| SEITENAUSZUG |
**********

Wie gesund ist roh-vegan?

Unverarbeitet, rein pflanzlich, ohne Zusatzstoffe – und vor allem roh. In den sozialen Medien scheint die vegane Rohkost-Ernährung derzeit voll im Trend zu liegen. Der Hashtag #rawvegan liefert bei Instagram fast vier Millionen Treffer. Die Anhänger schwören auf den Gesundheitsfaktor dieser speziellen Ernährungsweise.

Die Varianten einer rohköstlichen Ernährung sind breit gefächert, eine feste Definition gibt es nicht. So werden tierische Produkte wie Fleisch, Fisch und Milch nicht zwingend ausgeschlossen – sofern sie nicht erhitzt sind. Die meisten Rohköstler:innen ernähren sich jedoch überwiegend vegetarisch oder vegan. Der roh-vegane Lebensstil umfasst neben der rein pflanzlichen Ernährung die überwiegende oder ausschließliche Verwendung roher, also unerhitzter Lebensmittel. Das heißt, es kommen kein Brot, keine Hülsenfrüchte, keine Pasta, kein Reis, keine Kartoffeln auf den Tisch. Wer es genau nimmt, verzichtet auch auf Nüsse, Kakao, Trockenfrüchte und andere Lebensmittel, die bei der Verarbeitung erhitzt worden sind. Ratgeber, Blogs und Influencer in den sozialen Medien empfehlen häufig einen Mix aus rohen und einem geringen Anteil erhitzter Speisen. Bei der Rohkost-Variante raw till four ist zum Beispiel ein gegartes Abendessen nach vier Uhr nachmittags vorgesehen...

**********

| DEINE AUFGABEN |
**A.** Beantworte anhand des Textes über roh-vegane Ernährung:
(i) Wie viele Treffer liefert der Hashtag #rawvegan bei Instagram?
(ii) Welche fünf Lebensmittel kommen beim roh-veganen Lebensstil nicht auf den Tisch?
(iii) Was ist bei der Variante raw till four vorgesehen?
**B.** Nimm bitte den Text über roh-vegane Ernährung nach seinem letzten Satz auf und schreibe ihn mit einigen Sätzen weiter.

| BEREITGESTELLTE DATEN |
**********

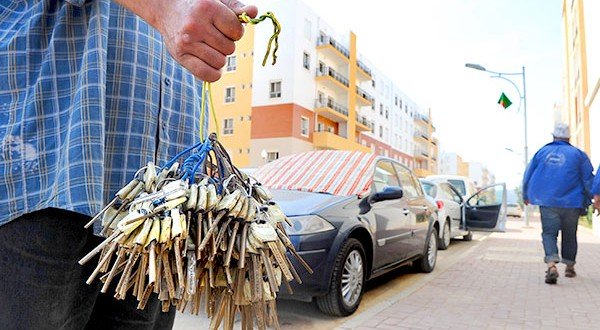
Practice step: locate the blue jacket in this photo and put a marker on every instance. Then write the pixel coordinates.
(596, 185)
(559, 175)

**********

| LÖSUNGEN DER AUFGABEN |
**A.**
(i) Fast vier Millionen Treffer.
(ii) Brot, Hülsenfrüchte, Pasta, Reis und Kartoffeln.
(iii) Ein gegartes Abendessen nach vier Uhr nachmittags.

**B.**
42-Grad-Grenze – Vitamine ade?

Eine ungeschriebene Regel lautet, dass die rohen Lebensmittel grundsätzlich nicht über 42 Grad Celsius erhitzt werden sollten. Befürworter der Rohkost-Ernährung plädieren für die Grenze, da höhere Temperaturen hitzeempfindliche Vitamine wie Vitamin C, B1 und B5 sowie sekundäre Pflanzenstoffe angeblich zerstören. Mineralstoffe wie Kalium gingen beim Kochen ins Wasser verloren. Früher wurde auch argumentiert, dass die Proteine ab 42 Grad Celsius denaturieren, also in ihre Bausteine, die Aminosäuren, zerlegt werden. Zudem können bei höheren Temperaturen toxische Verbindungen entstehen wie Acrylamid oder Advandced Glycation Endproducts (AGEs, siehe S. 36).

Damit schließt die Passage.